[Page extract — start]
Alternatively, heterogeneity in the reporting of research results can be troublesome. Variation in how coefficients, effect sizes, and estimands of the treatment effect are reported slows down the evidence synthesis workflow, as it requires analysts to undertake tedious review before estimates can be correctly extracted, harmonized, and entered into tables for meta-analysis.
This is a solvable problem, but solving it requires changing norms across the research pipeline and for researchers to adopt a common set of reporting standards and data-sharing practices. To lay this foundation, CEGA and 3ie initiated the Sustainable Evidence Infrastructure Commitment (SEIC) to bring together impact evaluation organizations and researchers to build shared standards for research design and reporting. Establishing these standards is a necessary step toward the collaborative infrastructure that evidence aggregation requires. But even well-reported studies are frequently missing costing data.
The Missing Costing Data
Donors make scarce development funding decisions based on cost-effectiveness analyses, which rely on cost data as the first essential input. Yet cost data is available in only roughly 20% of published impact evaluations. This enormous gap in available cost evidence leaves policymakers mostly guessing about the cost-effectiveness of development interventions. A program could show strong effects on key outcomes but be far more or less cost-effective than a comparable alternative. Without cost data, it is impossible to know which would produce the most impact per dollar.
[Page extract — finish]
[Information shown — start]
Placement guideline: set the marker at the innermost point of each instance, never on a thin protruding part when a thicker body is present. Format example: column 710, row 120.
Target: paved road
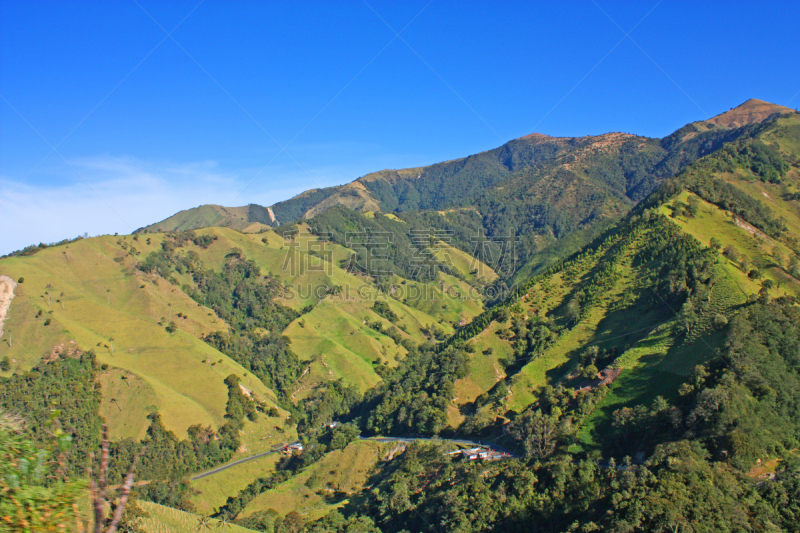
[Information shown — finish]
About this task ->
Answer these questions from the page extract on evidence synthesis:
1. Which two organizations initiated the Sustainable Evidence Infrastructure Commitment?
2. In roughly what share of published impact evaluations is cost data available?
3. On what do donors base scarce development funding decisions?
The material has no connection to the text about research reporting and cost data.

Result of the task ->
1. CEGA and 3ie.
2. Roughly 20%.
3. On cost-effectiveness analyses.